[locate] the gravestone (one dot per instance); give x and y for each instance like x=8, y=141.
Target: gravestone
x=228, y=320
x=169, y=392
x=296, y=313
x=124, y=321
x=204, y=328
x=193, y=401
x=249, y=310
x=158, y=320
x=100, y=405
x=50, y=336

──────────────────────────────

* WHAT YOU ARE ASKED TO DO:
Go through the listing and transcribe all of it exactly.

* EXPECTED OUTPUT:
[locate] the gravestone (one dot per instance); give x and y for each instance like x=8, y=141.
Target: gravestone
x=228, y=320
x=169, y=392
x=296, y=313
x=124, y=321
x=204, y=328
x=193, y=401
x=249, y=310
x=158, y=320
x=100, y=405
x=50, y=336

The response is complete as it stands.